▸ INSTRUCTIONS FOR THE TASK: Copy out, exactly as given, every line from the line with "Locate the green shrub" to the end of the listing, both of those lines included.

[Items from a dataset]
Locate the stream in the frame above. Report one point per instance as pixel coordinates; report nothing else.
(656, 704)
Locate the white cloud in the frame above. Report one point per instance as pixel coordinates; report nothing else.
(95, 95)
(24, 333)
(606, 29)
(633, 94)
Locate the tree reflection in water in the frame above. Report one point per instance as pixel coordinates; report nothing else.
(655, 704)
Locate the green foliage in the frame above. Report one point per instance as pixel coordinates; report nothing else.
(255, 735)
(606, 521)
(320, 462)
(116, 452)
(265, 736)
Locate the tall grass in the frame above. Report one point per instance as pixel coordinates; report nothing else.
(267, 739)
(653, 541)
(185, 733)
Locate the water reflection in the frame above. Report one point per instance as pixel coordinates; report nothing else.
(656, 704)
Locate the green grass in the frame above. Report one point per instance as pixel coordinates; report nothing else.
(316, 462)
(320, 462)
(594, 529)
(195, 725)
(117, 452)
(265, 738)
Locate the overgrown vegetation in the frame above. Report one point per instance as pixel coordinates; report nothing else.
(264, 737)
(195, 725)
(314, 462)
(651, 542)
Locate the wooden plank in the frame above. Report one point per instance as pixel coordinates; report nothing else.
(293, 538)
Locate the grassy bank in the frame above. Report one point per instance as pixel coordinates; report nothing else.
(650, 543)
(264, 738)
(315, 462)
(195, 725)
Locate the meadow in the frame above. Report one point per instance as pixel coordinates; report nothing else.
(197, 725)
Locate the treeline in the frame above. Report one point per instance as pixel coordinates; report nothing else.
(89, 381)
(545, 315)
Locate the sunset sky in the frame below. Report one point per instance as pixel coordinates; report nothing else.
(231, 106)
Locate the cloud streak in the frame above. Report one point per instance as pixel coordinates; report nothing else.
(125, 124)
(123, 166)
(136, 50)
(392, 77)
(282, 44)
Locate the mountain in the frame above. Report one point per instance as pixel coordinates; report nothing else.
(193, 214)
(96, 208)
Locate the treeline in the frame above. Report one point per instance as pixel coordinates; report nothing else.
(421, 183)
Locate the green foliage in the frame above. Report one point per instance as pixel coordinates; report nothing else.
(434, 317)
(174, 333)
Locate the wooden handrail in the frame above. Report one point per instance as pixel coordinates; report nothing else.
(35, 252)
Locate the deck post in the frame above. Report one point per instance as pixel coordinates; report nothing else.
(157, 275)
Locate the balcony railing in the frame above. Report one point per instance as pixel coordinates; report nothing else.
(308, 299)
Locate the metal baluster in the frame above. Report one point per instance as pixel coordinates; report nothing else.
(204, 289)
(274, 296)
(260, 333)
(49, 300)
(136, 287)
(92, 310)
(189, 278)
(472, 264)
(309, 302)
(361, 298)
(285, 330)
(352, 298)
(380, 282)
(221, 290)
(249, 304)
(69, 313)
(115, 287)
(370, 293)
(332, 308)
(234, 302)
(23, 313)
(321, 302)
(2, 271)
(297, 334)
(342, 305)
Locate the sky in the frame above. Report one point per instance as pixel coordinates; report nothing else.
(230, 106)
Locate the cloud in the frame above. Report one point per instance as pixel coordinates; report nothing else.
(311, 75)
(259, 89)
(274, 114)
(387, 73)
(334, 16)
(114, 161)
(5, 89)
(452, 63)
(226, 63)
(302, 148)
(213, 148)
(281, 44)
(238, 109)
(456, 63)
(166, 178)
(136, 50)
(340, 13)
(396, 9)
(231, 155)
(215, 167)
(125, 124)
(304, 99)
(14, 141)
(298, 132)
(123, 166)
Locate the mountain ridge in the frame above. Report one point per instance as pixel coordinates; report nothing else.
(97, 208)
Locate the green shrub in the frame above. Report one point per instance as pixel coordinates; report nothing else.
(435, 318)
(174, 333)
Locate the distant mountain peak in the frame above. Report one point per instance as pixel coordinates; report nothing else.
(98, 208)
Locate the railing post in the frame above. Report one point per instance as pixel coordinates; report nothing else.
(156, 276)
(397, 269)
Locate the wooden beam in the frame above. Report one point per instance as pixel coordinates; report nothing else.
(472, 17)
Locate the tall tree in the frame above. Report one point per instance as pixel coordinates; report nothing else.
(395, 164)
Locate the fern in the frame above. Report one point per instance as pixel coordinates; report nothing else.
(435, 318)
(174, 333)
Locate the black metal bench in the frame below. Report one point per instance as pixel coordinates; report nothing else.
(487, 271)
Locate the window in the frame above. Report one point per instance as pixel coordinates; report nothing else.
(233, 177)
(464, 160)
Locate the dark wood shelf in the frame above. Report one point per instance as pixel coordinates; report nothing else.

▸ EXERCISE RESPONSE:
Locate the green shrub in the frame above. Report one point per instance as pixel coordinates; report nothing else.
(435, 318)
(174, 333)
Locate the distant mountain peak in the frame above. Report one point per instance as pixel coordinates; report nothing else.
(98, 208)
Locate the railing post in the frame above. Report one point per instance as pixel coordinates; report nothing else.
(156, 276)
(397, 269)
Locate the wooden beam in the frame above. Report one point per instance as pixel coordinates; report nothing else.
(472, 17)
Locate the tall tree in the frame above. Report one point per instance as pixel coordinates; report nothing else.
(395, 164)
Locate the fern in the frame above. Report one point per instance as pixel coordinates; report nothing else.
(435, 318)
(174, 333)
Locate the black metal bench in the frame below. Report one point per instance as pixel coordinates; report nothing else.
(487, 271)
Locate the window in the frame above. Report one point per instance as pixel coordinates; report nothing else.
(233, 177)
(464, 160)
Locate the dark wood shelf in the frame above. Report one point per instance as pixel coordinates; report nothing else.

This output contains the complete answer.